[Dataset excerpts]
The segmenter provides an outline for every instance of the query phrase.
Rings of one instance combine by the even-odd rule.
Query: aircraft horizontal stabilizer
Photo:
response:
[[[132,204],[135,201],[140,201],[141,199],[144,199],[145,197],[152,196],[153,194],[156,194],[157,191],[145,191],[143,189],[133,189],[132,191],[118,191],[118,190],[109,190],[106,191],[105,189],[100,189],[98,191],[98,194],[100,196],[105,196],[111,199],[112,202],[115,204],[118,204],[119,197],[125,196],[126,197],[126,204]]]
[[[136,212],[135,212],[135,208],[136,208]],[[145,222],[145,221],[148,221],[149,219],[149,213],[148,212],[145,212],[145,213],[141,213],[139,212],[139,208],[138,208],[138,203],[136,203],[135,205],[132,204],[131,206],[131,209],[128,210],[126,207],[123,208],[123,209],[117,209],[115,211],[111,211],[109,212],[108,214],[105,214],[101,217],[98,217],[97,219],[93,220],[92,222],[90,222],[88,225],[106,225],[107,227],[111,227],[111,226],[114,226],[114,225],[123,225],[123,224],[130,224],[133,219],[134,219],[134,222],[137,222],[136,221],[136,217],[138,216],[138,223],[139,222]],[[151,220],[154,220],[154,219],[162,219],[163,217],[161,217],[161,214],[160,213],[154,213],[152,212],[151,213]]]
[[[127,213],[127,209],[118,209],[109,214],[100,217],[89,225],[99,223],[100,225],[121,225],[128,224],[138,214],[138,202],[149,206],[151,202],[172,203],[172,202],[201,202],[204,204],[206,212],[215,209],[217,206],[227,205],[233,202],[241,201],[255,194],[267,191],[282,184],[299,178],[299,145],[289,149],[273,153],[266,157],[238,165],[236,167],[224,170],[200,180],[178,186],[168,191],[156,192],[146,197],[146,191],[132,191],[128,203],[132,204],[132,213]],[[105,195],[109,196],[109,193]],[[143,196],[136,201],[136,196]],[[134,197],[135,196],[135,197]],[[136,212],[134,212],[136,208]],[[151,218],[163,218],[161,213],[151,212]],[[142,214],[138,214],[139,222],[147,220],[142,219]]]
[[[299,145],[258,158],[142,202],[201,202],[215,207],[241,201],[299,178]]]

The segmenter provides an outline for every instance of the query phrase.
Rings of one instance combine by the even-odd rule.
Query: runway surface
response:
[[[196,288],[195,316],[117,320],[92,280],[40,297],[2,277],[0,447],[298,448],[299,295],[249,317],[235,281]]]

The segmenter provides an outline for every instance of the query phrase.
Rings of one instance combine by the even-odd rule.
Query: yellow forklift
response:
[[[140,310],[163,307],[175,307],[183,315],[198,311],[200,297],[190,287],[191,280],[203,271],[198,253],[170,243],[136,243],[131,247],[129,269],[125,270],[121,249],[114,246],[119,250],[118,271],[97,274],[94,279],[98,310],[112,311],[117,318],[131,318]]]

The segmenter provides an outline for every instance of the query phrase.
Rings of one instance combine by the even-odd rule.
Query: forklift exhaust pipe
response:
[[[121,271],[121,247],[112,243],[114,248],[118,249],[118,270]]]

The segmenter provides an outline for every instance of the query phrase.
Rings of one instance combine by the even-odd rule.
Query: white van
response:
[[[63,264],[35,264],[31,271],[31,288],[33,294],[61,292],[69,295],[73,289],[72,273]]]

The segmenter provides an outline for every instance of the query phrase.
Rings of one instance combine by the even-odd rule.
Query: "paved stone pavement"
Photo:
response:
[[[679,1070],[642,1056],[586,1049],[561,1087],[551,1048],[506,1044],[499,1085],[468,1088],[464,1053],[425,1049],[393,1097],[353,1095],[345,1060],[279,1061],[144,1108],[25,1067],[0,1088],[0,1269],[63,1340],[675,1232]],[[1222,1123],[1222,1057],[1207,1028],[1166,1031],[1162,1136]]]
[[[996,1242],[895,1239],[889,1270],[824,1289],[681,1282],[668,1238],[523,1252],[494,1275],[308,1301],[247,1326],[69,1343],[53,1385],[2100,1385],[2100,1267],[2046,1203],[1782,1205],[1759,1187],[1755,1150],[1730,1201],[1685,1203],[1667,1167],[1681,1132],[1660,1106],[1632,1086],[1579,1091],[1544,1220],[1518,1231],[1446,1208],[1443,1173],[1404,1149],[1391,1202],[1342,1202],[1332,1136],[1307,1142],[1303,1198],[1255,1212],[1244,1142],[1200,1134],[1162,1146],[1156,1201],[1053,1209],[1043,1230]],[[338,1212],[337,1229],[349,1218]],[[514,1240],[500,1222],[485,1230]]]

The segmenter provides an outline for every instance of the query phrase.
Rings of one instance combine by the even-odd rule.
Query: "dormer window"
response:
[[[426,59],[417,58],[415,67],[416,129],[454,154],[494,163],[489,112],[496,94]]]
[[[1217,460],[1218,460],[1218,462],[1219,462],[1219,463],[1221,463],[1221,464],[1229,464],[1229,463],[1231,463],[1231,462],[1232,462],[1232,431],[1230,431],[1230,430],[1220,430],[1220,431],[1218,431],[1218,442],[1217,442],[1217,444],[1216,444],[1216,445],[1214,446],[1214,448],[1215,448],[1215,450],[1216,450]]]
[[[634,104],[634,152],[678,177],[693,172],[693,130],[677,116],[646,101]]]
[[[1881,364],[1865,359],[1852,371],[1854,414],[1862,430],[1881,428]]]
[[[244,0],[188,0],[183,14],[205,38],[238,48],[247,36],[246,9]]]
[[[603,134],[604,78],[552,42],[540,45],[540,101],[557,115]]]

- **Exercise**: Taking the entries from their first line through the line with "Query: runway surface", inclusive, restate each line word for word and give nothing else.

- **Output for this task**:
The segmenter provides an outline for every instance of the query phrase.
Rings of one instance combine by the even-odd rule.
Query: aircraft horizontal stabilizer
Photo:
response:
[[[132,204],[135,201],[140,201],[141,199],[144,199],[145,197],[152,196],[153,194],[156,194],[157,191],[145,191],[143,189],[133,189],[132,191],[118,191],[118,190],[109,190],[106,191],[105,189],[100,189],[98,191],[98,194],[100,196],[105,196],[111,199],[112,202],[115,204],[118,204],[119,197],[125,196],[126,197],[126,204]]]
[[[136,212],[135,212],[135,208],[136,208]],[[145,222],[145,221],[148,221],[149,219],[149,213],[148,212],[145,212],[145,213],[141,213],[139,212],[139,208],[138,208],[138,203],[136,203],[135,205],[132,204],[131,206],[131,209],[128,210],[126,207],[123,208],[123,209],[117,209],[115,211],[111,211],[109,212],[108,214],[105,214],[101,217],[98,217],[97,219],[93,220],[92,222],[90,222],[88,225],[106,225],[107,227],[111,227],[111,226],[114,226],[114,225],[123,225],[123,224],[130,224],[133,219],[134,219],[134,222],[137,222],[136,221],[136,217],[138,216],[138,223],[139,222]],[[151,220],[154,220],[154,219],[162,219],[163,217],[161,217],[161,214],[160,213],[154,213],[152,212],[151,213]]]
[[[127,213],[127,209],[118,209],[109,214],[100,217],[89,225],[99,223],[100,225],[121,225],[128,224],[138,214],[138,202],[149,206],[151,202],[172,203],[172,202],[201,202],[204,204],[206,212],[215,209],[217,206],[227,205],[233,202],[241,201],[255,194],[267,191],[282,184],[299,178],[299,145],[289,149],[273,153],[266,157],[238,165],[236,167],[224,170],[200,180],[178,186],[168,191],[156,192],[146,197],[146,191],[132,191],[128,203],[132,204],[132,213]],[[105,195],[109,196],[109,193]],[[143,196],[136,201],[136,196]],[[134,197],[135,196],[135,197]],[[136,212],[134,212],[136,208]],[[151,218],[163,218],[161,213],[151,212]],[[142,214],[138,214],[139,222],[147,220],[142,219]]]
[[[299,145],[258,158],[142,202],[201,202],[215,207],[241,201],[299,178]]]

The segmenter provides an outline for every instance of the query phrase.
Rings of one instance combine by the even-odd rule.
Query: runway surface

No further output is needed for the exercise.